> Texte à analyser:
------------------------------------------------------------------------
PROBLÉMATIQUE DU MHO
Que l’obésité soit associée à un risque accru de morbidité et de mortalité cardiovasculaire n’est plus un sujet de controverse (1, 2). Néanmoins, ce qui est démontré à l’échelle d’une population ne se vérifie pas toujours pour un individu donné. En effet, l’obésité est paradoxalement associée à une survie prolongée dans certaines maladies chroniques, comme l’insuffisance rénale, cardiaque ou respiratoire (3). Cette observation a conduit au concept du paradoxe de l’obésité ou « Obesity Paradox » (4). En outre, tous les sujets obèses ne présentent pas les facteurs de risque cardio-métabolique classiquement associés à l’obésité, d’où le concept d’obèse métaboliquement sain ou « Metabolically Healthy Obese » ou MHO (5-7) (figure 1), concept qui constitue l’objet de cet article de revue.
DÉFINITION ET PRÉVALENCE DU MHO
Le sujet MHO se caractérise par une obésité, c’est-à-dire un Indice de Masse Corporelle (IMC) ≥ 30 kg/m2 sans signe de syndrome métabolique (glycémie à jeun ≥ 110 mg/dl ou prise de médications antidiabétiques, triglycérides à jeun ≥ 150 mg/dl, HDL-C < 40 chez les hommes et < 50 mg/dl chez les femmes ou prise d’hypolipémiants, tension artérielle ≥ 130/85 mmHg ou prise d’antihypertenseurs)(National Cholesterol Education Program-Adult Treatment Panel III) (8). Pour certains auteurs très rigoureux (4), le sujet MHO ne doit pas non plus présenter de résistance à l’insuline (estimé par le HOMA-IR), d’inflammation de bas grade (hsCRP), de distribution androïde du tissu adipeux (périmètre abdominal ou rapport taille-hanche), d’accumulation excessive de graisse viscérale (CT-scan). Pour d’autres, plus tolérants, un seul facteur de syndrome métabolique est accepté chez un sujet MHO.
Avec une définition aussi floue, il n’est guère étonnant que la prévalence du MHO soit extrêmement variable (9). Selon les critères utilisés, le sujet MHO représente de 10 à 50% des obèses et de 3 (Danemark) à 10 % (Etats-Unis) de la population générale (10, 11). Ainsi tous les sujets obèses ne sont pas « Metabolically Unhealthy Obese » ou MUHO….
RISQUE DU MHO ?
L’existence de sujets obèses sans facteur de risque métabolique ou MHO est indéniable. Nombreuses sont les études transversales qui démontrent la coexistence à un temps donné d’une obésité définie par un IMC ≥ 30 kg/m2 et d’un excellent profil cardio-métabolique (11). Par contre, il existe une controverse quant à savoir si le sujet MHO présente un risque accru de morbidité et de mortalité cardiovasculaire. Quand le risque est analysé de façon longitudinale, pour certains auteurs, le MHO ne présente pas de risque accru de morbidité ou de mortalité cardiovasculaire (12, 13). Pour d’autres, au contraire, il existe un risque accru de maladies cardiovasculaires ou de diabète sucré de type 2 chez le MHO, surtout si le suivi est suffisamment long, soit plus de 7-10 ans (14-20). Le pronostic des sujets MHO demeure dès lors très controversé.
------------------------------------------------------------------------
Données collectées:
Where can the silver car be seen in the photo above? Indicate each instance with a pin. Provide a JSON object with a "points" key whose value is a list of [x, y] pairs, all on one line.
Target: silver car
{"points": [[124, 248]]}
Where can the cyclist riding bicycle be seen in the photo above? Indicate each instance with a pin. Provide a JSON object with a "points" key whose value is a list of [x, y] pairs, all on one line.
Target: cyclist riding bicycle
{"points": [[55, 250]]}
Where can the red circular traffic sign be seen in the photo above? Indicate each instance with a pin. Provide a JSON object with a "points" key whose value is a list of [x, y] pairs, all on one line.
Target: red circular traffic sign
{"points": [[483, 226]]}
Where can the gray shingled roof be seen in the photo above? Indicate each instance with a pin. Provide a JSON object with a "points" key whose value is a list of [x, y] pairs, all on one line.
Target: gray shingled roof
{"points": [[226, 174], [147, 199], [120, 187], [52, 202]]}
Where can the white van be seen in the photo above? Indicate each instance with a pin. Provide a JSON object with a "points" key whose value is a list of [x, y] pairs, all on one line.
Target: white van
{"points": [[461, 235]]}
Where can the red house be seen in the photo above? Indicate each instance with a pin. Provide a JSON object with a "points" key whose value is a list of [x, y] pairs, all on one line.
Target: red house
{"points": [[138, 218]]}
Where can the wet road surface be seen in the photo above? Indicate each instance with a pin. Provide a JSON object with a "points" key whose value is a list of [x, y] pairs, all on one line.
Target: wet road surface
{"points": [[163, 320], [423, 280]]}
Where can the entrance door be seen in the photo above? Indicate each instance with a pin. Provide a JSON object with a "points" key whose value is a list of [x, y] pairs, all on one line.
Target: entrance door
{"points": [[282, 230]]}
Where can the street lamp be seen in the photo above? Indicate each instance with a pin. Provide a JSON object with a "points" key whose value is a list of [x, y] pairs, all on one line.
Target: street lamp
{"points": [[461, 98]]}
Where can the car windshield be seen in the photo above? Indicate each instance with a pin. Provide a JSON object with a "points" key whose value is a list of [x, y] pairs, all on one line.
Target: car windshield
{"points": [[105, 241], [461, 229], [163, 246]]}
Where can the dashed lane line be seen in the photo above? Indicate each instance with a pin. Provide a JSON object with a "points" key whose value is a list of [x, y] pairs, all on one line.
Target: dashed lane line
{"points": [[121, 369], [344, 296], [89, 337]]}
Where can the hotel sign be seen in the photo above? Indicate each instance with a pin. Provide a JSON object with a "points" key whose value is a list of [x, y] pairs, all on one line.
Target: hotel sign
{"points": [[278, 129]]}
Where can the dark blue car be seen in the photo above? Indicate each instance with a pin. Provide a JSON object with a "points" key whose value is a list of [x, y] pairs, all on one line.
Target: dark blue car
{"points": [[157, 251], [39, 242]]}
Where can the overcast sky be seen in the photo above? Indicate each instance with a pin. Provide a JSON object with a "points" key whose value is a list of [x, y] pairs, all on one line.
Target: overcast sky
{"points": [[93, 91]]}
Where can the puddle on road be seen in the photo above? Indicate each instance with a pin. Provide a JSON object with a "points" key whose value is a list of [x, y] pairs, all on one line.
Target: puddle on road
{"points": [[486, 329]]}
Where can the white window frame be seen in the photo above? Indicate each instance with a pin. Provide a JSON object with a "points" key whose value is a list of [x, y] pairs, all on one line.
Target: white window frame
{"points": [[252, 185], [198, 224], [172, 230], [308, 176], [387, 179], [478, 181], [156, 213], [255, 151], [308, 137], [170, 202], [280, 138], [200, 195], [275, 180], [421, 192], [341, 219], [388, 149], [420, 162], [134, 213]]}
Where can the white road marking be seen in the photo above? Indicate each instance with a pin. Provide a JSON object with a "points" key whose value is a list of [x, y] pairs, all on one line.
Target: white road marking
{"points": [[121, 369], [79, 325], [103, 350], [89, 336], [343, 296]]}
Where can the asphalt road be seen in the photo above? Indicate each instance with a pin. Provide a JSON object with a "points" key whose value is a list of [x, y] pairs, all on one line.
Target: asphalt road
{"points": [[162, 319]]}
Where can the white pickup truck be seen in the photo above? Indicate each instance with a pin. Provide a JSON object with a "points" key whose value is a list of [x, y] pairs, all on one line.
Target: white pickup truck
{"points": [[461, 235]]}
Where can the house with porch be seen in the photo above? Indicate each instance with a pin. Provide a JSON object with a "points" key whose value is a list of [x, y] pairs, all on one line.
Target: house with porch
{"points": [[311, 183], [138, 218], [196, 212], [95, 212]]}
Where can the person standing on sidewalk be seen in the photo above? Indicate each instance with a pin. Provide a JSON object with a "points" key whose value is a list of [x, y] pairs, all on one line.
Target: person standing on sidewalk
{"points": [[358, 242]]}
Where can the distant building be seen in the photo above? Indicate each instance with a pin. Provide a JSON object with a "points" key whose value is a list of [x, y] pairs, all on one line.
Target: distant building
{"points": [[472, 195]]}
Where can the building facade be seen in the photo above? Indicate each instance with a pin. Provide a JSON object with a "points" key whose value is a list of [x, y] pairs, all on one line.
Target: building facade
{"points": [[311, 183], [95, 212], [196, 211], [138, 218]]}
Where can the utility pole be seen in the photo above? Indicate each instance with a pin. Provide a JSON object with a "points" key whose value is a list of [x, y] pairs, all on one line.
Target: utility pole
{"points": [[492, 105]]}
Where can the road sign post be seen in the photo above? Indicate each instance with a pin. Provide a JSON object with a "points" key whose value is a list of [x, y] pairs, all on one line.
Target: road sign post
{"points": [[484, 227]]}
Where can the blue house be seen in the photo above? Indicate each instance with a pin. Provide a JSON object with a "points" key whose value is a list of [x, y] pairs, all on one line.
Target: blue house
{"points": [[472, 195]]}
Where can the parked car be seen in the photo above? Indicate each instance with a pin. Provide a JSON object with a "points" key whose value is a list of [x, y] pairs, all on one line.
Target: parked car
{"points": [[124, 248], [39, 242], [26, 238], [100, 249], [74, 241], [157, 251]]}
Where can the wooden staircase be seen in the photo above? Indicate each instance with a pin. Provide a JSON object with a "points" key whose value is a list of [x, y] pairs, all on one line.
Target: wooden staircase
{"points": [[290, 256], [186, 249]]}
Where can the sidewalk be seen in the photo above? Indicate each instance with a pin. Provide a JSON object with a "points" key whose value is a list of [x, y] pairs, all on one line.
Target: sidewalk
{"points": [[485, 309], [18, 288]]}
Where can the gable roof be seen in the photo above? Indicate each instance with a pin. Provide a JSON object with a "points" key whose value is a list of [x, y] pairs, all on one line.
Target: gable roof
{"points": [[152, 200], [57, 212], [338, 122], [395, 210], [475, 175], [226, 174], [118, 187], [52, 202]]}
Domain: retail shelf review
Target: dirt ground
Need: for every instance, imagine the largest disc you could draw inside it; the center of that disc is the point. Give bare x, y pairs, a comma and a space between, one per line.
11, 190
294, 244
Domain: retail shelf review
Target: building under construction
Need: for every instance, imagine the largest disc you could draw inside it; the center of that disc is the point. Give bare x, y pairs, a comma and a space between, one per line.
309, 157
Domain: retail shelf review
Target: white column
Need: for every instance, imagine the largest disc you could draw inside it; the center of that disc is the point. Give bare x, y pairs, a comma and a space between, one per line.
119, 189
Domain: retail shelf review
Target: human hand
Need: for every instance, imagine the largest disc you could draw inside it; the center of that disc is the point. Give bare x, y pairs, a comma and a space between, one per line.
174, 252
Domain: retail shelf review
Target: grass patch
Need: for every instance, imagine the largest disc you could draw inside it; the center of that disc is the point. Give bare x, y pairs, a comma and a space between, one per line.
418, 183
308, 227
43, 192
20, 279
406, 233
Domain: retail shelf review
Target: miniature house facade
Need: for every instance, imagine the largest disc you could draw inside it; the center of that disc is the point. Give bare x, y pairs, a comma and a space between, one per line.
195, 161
------------------------------------------------------------------------
> Consigne: Dans le texte sur l’obésité métaboliquement saine, recopiez le passage allant de « PROBLÉMATIQUE DU MHO » à « article de revue. » en renommant « article de revue » en « article de synthèse ».

> Résultat attendu:
PROBLÉMATIQUE DU MHO
Que l’obésité soit associée à un risque accru de morbidité et de mortalité cardiovasculaire n’est plus un sujet de controverse (1, 2). Néanmoins, ce qui est démontré à l’échelle d’une population ne se vérifie pas toujours pour un individu donné. En effet, l’obésité est paradoxalement associée à une survie prolongée dans certaines maladies chroniques, comme l’insuffisance rénale, cardiaque ou respiratoire (3). Cette observation a conduit au concept du paradoxe de l’obésité ou « Obesity Paradox » (4). En outre, tous les sujets obèses ne présentent pas les facteurs de risque cardio-métabolique classiquement associés à l’obésité, d’où le concept d’obèse métaboliquement sain ou « Metabolically Healthy Obese » ou MHO (5-7) (figure 1), concept qui constitue l’objet de cet article de synthèse.